_TASK DIRECTIONS_
Those lines of the data that hold the word "diving" are to be copied out.

[Photo-based referring expression data]
--- --- ---
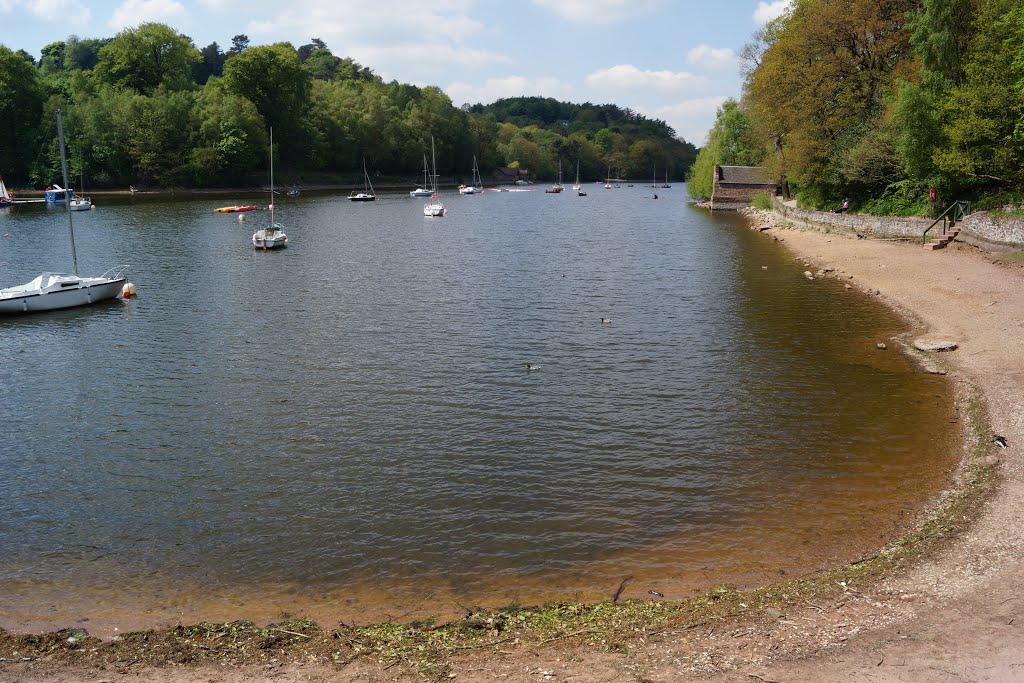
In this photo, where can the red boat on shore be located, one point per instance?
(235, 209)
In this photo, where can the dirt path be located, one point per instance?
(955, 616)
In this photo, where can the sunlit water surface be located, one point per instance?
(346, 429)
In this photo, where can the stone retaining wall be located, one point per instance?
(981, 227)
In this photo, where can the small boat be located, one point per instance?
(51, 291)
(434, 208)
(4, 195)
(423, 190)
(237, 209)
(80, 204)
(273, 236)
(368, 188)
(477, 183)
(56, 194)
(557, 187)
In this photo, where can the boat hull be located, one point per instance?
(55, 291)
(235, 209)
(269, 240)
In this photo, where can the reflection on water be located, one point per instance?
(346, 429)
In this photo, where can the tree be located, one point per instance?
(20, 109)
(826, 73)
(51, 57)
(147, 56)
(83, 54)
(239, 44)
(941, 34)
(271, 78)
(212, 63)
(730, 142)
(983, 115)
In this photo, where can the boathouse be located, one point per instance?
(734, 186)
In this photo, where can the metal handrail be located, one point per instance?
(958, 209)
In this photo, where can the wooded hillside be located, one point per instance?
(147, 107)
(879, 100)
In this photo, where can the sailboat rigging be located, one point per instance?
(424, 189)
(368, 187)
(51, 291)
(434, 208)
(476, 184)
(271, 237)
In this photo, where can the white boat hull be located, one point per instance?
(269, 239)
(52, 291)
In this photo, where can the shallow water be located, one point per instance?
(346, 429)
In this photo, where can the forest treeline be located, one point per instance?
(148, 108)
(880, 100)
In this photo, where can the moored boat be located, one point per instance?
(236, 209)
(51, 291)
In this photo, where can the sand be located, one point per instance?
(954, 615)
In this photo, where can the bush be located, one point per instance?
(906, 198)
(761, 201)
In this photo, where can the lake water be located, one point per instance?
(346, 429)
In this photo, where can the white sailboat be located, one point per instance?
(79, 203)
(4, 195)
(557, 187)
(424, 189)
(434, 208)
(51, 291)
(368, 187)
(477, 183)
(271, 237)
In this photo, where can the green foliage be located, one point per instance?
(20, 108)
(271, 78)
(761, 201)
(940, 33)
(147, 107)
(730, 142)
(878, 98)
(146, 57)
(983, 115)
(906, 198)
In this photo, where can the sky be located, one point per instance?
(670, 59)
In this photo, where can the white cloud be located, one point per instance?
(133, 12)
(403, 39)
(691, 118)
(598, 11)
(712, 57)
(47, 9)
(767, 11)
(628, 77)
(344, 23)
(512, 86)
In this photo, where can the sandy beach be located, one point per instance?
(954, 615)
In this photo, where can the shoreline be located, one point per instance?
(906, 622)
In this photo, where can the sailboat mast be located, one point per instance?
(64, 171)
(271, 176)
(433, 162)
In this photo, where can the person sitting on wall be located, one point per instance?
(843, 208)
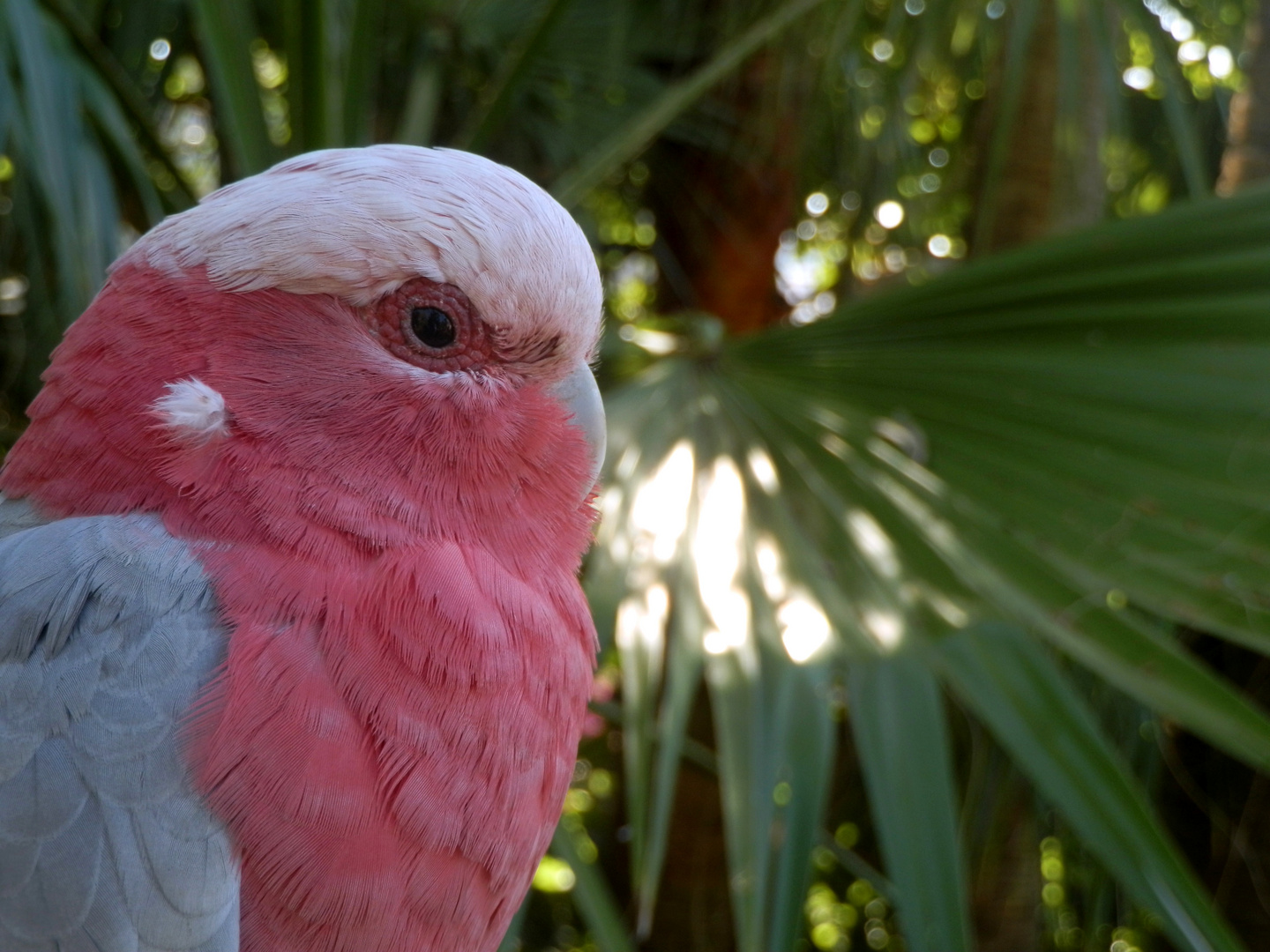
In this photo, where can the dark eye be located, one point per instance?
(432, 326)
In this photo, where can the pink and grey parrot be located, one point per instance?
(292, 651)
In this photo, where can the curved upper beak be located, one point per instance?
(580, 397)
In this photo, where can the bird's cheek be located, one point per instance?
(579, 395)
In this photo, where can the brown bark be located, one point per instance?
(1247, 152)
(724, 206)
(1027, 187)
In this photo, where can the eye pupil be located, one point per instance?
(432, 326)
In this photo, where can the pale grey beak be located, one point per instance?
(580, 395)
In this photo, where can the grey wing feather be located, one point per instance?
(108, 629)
--- --- ---
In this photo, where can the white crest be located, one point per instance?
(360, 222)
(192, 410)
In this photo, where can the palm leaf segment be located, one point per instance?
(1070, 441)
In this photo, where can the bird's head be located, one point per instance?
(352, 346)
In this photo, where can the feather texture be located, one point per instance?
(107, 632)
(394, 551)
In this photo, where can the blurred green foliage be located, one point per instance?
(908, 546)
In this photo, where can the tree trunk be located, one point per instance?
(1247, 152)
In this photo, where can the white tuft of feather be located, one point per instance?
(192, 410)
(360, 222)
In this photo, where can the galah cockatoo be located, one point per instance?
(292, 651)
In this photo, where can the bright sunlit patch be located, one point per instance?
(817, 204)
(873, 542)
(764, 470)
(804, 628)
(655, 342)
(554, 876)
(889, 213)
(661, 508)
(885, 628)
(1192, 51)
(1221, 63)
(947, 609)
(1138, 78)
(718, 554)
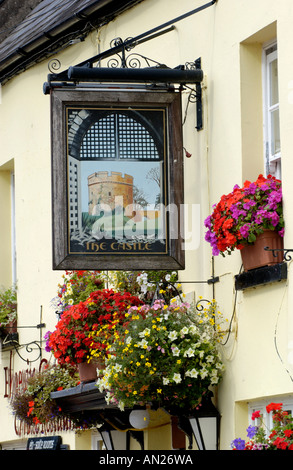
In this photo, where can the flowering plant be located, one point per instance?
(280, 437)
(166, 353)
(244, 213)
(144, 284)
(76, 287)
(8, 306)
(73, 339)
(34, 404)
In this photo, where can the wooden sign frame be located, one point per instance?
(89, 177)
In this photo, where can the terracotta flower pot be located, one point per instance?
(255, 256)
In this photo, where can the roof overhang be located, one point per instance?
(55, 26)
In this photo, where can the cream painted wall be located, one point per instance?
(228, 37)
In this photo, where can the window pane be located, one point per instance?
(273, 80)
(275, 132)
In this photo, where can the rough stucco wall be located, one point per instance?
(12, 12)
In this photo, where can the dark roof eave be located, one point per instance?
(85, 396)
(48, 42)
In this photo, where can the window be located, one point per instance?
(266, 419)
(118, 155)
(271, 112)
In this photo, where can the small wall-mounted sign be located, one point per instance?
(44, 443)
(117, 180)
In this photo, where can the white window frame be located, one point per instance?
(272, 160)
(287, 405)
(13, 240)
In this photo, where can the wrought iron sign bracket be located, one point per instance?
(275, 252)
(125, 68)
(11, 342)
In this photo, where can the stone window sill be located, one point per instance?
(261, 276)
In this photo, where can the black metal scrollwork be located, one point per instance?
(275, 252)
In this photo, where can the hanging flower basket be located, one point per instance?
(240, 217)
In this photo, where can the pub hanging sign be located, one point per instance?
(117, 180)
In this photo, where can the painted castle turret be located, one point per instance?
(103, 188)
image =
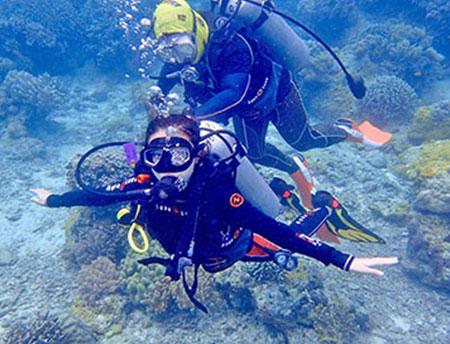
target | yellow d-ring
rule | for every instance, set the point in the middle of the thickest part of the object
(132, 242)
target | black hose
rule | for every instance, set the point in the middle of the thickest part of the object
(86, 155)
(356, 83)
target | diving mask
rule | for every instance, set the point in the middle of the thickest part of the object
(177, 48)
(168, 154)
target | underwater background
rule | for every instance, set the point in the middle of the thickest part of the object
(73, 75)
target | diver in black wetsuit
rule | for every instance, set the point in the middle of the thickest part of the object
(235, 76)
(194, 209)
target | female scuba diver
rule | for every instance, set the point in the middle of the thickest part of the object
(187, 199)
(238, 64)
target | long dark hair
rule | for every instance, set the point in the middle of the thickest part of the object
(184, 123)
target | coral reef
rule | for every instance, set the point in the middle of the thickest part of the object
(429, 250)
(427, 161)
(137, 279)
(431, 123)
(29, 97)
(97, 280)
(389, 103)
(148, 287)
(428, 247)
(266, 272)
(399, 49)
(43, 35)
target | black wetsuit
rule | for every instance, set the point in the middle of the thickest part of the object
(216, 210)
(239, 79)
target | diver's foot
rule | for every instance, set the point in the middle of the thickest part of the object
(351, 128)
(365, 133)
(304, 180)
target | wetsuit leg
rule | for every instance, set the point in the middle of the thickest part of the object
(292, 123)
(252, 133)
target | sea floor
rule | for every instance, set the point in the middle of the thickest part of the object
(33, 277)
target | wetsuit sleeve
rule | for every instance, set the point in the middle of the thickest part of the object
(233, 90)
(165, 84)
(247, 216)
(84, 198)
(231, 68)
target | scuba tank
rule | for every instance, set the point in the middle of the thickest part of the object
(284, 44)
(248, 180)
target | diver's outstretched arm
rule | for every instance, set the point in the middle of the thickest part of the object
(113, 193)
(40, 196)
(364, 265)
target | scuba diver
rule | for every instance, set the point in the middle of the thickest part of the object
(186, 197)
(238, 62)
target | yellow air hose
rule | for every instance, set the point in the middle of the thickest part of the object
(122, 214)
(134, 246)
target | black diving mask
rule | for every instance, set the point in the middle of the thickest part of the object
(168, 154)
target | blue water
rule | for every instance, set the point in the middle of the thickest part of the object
--- --- ---
_RESPONSE AREA_
target | diving mask
target | black diving mask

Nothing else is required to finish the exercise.